Actors, directors and designers come up with all sorts of reasons why they didn't stick to the story or reproduce the accent or the clothes:
You hire a Welsh actor to play a Welshman but he doesn’t sound Welsh enough so you get him to ham it up.
I was just trying to make what had obviously happened even more clear. (Lady Carrados in Margery Allingham's Coroner's Pidgin tries to explain why she swapped poison bottles and moved the corpse.)
Stephen Knight explains his approach to Great Expectations: When I was asked to adapt the book I didn't take it as an invitation to climb the mountain, but simply to do my own sketch of it... This is more like a dream about a book, a way of using the timeless characters to explore timeless themes. (Such as gay orgies and opium dens...)
The director of Wild Mountain Thyme suggests people around the world wouldn't understand realistic Irish accents. (2020)
“We’re not slavish to history,” say the makers of a series about Catherine the Great. “I don’t think the real Peter ever consummated the marriage. But that’s not good TV.” (History relates that it took him 14 years.)

Material shown:

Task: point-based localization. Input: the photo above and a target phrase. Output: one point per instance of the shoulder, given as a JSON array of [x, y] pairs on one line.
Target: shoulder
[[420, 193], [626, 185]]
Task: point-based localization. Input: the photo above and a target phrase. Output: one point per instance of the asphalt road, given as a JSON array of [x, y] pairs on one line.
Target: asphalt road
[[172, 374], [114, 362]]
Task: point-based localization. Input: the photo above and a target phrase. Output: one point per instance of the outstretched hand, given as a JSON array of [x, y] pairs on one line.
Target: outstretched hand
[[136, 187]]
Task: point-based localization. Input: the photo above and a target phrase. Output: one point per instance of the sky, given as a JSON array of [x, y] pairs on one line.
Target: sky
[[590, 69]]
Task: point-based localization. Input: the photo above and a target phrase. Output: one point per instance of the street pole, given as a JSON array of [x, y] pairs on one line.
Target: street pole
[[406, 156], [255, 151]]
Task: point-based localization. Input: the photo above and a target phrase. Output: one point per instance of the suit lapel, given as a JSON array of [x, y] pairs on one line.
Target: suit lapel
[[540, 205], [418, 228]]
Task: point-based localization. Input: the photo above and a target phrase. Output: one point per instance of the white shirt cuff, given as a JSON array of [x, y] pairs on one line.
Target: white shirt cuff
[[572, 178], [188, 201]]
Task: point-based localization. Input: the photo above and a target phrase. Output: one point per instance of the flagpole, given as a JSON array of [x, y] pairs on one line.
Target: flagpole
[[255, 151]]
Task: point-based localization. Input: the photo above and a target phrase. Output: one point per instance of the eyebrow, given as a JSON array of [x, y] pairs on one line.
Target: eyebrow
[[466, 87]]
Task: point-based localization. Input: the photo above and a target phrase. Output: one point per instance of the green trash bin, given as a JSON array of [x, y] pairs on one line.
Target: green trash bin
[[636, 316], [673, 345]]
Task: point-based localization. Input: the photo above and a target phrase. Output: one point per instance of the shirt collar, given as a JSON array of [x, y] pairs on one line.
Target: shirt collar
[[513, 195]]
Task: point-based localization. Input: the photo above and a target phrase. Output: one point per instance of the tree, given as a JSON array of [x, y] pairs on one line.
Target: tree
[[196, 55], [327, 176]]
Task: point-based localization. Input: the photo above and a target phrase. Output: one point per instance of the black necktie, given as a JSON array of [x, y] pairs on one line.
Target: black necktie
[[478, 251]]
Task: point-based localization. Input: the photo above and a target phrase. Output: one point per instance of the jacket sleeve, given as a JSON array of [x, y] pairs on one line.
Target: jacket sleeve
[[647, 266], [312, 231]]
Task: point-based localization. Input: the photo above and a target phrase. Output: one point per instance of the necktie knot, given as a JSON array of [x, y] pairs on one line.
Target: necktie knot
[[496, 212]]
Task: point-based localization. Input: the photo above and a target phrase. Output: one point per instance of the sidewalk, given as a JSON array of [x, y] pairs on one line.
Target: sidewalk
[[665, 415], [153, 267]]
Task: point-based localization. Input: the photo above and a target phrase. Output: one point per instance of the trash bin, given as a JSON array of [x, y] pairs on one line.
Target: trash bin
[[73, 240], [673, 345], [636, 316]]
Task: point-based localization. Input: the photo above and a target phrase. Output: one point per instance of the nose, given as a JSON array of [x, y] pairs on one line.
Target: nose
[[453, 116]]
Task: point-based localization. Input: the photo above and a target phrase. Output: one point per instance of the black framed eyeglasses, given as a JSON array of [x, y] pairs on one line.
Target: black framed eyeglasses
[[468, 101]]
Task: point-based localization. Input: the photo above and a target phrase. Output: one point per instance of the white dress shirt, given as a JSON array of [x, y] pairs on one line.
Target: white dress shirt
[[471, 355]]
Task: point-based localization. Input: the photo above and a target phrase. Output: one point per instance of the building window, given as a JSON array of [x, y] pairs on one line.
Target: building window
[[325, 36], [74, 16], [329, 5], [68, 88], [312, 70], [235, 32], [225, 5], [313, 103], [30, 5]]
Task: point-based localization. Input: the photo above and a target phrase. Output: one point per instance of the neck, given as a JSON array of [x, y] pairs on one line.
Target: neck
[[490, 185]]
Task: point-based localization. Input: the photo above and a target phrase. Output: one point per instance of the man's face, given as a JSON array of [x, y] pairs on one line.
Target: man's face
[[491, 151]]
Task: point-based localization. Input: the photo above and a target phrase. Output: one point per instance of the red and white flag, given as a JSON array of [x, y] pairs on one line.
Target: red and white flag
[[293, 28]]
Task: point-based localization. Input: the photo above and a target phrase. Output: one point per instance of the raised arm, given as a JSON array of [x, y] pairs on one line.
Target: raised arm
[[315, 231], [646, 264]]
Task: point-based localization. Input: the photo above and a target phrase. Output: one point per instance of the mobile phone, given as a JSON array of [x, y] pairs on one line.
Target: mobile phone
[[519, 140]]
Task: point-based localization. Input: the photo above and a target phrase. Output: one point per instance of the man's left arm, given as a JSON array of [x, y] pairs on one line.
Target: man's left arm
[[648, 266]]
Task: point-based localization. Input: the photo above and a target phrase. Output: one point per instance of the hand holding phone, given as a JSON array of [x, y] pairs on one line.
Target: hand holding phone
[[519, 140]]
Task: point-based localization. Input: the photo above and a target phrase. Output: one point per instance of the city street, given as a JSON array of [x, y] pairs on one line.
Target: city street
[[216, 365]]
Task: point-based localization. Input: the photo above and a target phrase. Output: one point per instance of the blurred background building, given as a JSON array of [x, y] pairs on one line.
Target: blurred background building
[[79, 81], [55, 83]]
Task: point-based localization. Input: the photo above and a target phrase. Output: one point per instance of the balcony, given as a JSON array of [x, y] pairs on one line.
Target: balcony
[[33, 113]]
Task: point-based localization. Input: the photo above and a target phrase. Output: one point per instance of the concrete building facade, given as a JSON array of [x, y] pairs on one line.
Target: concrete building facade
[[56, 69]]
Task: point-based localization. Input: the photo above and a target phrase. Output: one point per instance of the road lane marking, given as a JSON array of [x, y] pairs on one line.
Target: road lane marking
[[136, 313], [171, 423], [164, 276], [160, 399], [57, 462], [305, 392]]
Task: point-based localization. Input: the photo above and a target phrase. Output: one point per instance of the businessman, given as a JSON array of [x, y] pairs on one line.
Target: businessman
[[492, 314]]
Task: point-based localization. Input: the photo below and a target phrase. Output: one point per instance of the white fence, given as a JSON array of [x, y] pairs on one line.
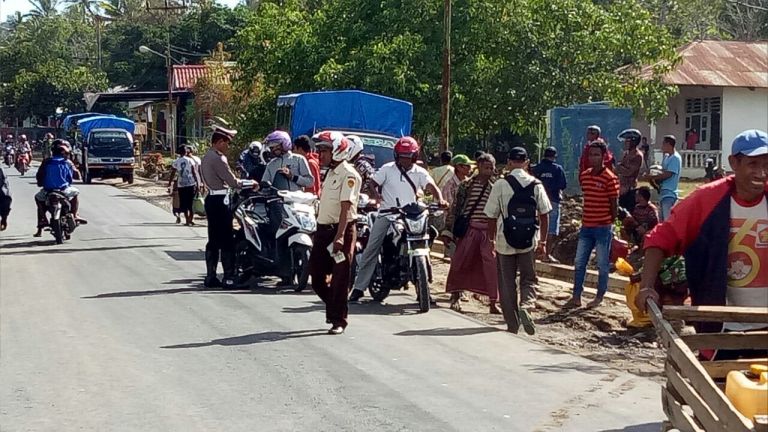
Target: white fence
[[694, 161]]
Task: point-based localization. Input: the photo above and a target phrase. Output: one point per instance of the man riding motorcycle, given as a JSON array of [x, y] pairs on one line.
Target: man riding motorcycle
[[56, 173], [401, 182], [287, 170], [47, 145], [9, 148], [24, 148], [251, 163]]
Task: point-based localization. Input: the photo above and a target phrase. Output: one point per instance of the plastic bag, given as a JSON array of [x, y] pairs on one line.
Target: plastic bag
[[198, 205]]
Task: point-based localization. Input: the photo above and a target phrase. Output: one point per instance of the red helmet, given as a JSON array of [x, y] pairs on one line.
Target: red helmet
[[406, 146]]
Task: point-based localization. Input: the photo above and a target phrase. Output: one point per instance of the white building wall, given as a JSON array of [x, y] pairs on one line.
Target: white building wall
[[742, 109]]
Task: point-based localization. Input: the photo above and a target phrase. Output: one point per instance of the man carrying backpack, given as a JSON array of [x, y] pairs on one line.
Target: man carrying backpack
[[520, 206], [601, 194]]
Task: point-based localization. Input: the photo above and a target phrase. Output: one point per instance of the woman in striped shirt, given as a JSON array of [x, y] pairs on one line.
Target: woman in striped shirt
[[473, 266]]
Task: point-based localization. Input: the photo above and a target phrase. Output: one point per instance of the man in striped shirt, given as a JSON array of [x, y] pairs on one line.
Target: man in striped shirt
[[601, 192]]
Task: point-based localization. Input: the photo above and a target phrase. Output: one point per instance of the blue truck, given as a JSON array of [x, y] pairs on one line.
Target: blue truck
[[378, 120]]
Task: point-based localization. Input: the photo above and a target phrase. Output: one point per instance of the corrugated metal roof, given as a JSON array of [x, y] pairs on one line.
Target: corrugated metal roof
[[185, 76], [720, 64]]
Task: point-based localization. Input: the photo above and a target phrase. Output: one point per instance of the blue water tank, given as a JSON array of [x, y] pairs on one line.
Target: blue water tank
[[566, 131]]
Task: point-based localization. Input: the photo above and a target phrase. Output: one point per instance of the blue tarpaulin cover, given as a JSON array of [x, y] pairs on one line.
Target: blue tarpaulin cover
[[72, 119], [348, 109], [105, 122]]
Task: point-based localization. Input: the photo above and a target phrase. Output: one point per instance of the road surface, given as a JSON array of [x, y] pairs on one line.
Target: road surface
[[112, 331]]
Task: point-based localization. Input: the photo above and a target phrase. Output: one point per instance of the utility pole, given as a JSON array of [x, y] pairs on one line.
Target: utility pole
[[170, 126], [445, 94]]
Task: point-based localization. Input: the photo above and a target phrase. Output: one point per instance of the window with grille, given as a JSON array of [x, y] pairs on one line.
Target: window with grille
[[702, 105]]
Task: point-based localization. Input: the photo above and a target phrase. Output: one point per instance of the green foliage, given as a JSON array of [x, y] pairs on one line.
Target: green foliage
[[512, 60]]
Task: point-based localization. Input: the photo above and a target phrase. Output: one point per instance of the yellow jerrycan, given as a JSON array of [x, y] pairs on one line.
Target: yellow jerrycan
[[639, 318], [748, 390]]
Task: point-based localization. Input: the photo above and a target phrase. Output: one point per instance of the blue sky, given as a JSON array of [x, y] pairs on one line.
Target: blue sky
[[9, 7]]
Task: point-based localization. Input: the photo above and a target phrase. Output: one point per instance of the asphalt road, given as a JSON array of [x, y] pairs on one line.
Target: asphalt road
[[112, 331]]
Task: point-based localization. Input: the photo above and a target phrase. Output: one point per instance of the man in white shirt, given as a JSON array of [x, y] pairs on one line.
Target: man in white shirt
[[401, 182], [530, 203]]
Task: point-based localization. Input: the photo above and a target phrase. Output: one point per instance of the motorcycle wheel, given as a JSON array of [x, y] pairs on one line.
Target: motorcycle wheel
[[422, 286], [56, 230], [301, 267], [378, 289]]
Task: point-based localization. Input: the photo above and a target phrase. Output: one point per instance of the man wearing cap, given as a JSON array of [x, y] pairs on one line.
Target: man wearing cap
[[594, 133], [218, 178], [552, 176], [669, 178], [722, 231], [510, 260]]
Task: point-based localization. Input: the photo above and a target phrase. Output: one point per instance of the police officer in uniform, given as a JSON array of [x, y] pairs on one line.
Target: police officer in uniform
[[218, 178], [336, 229]]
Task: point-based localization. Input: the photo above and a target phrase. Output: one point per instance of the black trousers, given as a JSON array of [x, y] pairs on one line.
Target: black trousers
[[221, 240], [321, 264]]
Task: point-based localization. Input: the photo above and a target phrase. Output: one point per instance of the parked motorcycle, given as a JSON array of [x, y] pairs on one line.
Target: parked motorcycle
[[22, 163], [9, 154], [404, 255], [62, 221], [256, 242]]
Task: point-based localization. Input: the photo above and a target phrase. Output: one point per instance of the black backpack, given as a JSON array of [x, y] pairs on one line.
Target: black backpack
[[521, 222]]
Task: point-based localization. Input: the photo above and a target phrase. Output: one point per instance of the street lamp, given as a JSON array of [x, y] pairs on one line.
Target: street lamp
[[169, 126]]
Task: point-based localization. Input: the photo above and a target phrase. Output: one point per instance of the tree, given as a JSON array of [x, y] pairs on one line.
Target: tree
[[43, 8], [513, 60]]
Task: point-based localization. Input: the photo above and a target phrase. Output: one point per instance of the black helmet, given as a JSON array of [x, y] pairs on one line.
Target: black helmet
[[633, 135]]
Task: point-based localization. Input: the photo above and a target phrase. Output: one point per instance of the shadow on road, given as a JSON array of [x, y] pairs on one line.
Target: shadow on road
[[197, 255], [30, 243], [443, 331], [314, 306], [645, 427], [591, 369], [57, 250], [255, 338]]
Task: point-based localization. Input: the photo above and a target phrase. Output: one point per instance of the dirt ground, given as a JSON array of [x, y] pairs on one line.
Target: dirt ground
[[599, 334]]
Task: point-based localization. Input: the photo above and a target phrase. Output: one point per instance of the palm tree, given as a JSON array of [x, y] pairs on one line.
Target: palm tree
[[43, 8]]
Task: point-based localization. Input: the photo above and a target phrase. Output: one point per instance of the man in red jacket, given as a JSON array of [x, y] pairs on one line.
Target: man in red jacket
[[593, 134], [303, 146], [722, 230]]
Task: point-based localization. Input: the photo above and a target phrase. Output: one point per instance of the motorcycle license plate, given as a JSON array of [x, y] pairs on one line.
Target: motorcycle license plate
[[419, 252]]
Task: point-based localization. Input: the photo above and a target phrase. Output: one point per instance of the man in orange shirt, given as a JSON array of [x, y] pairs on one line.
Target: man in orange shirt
[[601, 192], [303, 146]]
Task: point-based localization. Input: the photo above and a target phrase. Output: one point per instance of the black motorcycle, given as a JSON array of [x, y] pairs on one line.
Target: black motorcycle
[[404, 255], [62, 221]]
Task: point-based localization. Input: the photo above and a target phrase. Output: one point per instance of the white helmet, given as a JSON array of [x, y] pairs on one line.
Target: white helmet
[[339, 144], [356, 146], [255, 147]]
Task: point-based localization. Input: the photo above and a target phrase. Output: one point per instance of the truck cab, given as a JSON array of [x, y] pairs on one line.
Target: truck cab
[[108, 153]]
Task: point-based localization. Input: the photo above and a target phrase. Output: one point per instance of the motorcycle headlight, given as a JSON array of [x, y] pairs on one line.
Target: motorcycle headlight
[[416, 226], [306, 221]]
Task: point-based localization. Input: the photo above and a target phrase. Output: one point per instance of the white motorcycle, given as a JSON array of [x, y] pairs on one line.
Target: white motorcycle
[[261, 243]]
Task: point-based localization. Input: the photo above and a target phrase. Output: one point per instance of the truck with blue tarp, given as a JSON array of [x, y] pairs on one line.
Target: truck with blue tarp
[[378, 120], [107, 148]]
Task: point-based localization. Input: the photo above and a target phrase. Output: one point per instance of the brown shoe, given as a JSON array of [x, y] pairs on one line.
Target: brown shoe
[[573, 303]]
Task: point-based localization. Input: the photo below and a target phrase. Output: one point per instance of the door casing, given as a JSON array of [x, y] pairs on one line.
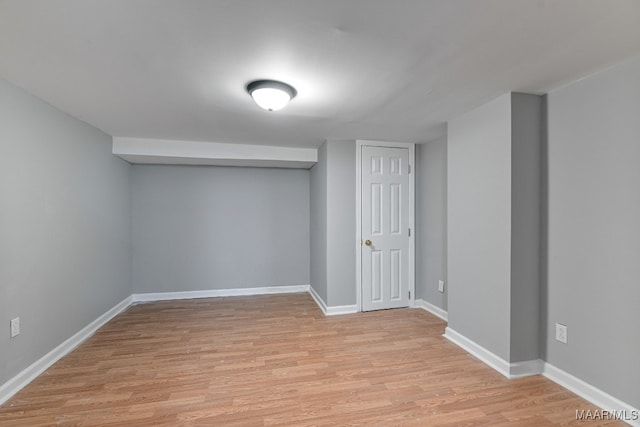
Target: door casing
[[358, 239]]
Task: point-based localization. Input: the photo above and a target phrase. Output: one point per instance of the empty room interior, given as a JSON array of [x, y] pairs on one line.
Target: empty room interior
[[314, 213]]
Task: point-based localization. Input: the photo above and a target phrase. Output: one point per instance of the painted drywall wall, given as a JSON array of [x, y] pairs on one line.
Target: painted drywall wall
[[594, 229], [431, 221], [341, 223], [526, 145], [479, 225], [211, 227], [318, 220], [64, 227]]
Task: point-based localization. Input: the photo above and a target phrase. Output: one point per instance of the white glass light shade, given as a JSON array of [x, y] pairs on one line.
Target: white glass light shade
[[270, 94], [271, 99]]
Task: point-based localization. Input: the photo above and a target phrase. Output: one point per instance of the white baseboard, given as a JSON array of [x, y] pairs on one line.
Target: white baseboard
[[509, 370], [166, 296], [335, 310], [526, 368], [319, 301], [17, 383], [603, 400], [433, 309]]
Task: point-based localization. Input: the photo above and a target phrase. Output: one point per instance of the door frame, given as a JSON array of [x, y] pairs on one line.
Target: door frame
[[412, 267]]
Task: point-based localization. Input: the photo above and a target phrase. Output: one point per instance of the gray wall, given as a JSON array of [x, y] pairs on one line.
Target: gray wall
[[526, 145], [495, 186], [431, 221], [318, 219], [594, 229], [64, 227], [205, 228], [479, 225], [333, 223], [341, 223]]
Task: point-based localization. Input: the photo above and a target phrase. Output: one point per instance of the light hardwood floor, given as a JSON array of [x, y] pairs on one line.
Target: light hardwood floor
[[277, 361]]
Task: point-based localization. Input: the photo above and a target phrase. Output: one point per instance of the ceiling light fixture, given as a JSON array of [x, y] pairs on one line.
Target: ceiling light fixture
[[271, 95]]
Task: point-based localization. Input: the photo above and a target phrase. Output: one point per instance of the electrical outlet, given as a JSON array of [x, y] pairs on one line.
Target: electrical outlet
[[561, 333], [15, 327]]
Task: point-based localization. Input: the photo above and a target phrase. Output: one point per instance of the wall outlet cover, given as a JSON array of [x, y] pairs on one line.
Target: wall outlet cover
[[561, 333], [15, 327]]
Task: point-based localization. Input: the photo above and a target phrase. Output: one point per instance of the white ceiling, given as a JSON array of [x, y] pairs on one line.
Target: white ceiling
[[366, 69]]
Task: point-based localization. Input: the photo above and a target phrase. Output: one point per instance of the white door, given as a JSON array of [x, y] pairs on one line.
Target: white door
[[385, 227]]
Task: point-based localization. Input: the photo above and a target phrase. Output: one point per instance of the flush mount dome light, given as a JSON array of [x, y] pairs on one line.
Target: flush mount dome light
[[271, 94]]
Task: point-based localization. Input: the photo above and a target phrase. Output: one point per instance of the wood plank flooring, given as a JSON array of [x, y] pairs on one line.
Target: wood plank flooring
[[277, 361]]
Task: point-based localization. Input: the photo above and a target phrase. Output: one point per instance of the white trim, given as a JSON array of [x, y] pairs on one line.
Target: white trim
[[433, 309], [319, 301], [412, 263], [18, 382], [334, 310], [526, 368], [509, 370], [341, 309], [175, 152], [478, 351], [216, 293], [592, 394]]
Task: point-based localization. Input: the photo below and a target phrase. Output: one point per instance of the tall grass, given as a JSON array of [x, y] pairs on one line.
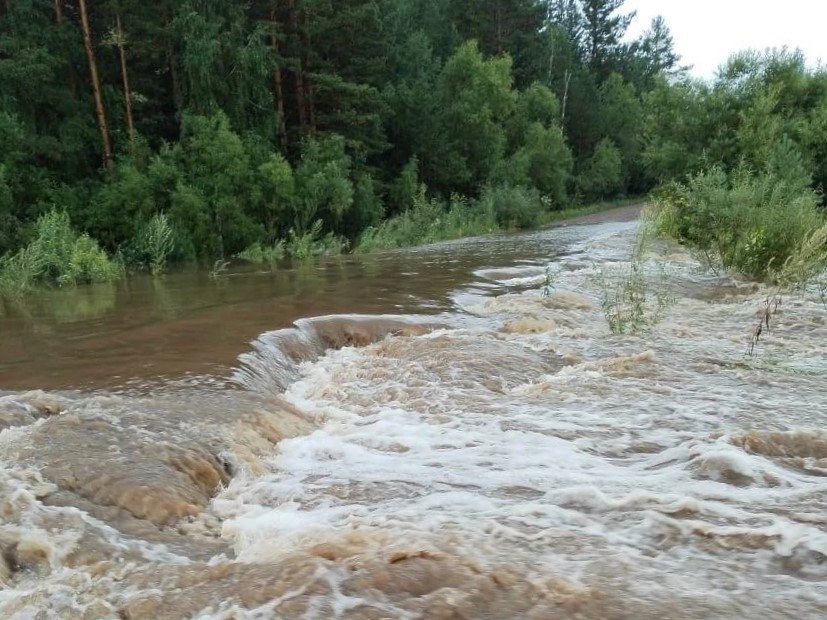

Goal: Rewrite the section of the passage on adaptations that begins with "Stephen Knight explains" and ends with "Irish accents. (2020)", replacing "sketch" with "drawing". The records have no connection to the passage on adaptations.

Response for this exercise:
Stephen Knight explains his approach to Great Expectations: When I was asked to adapt the book I didn't take it as an invitation to climb the mountain, but simply to do my own drawing of it... This is more like a dream about a book, a way of using the timeless characters to explore timeless themes. (Such as gay orgies and opium dens...)
The director of Wild Mountain Thyme suggests people around the world wouldn't understand realistic Irish accents. (2020)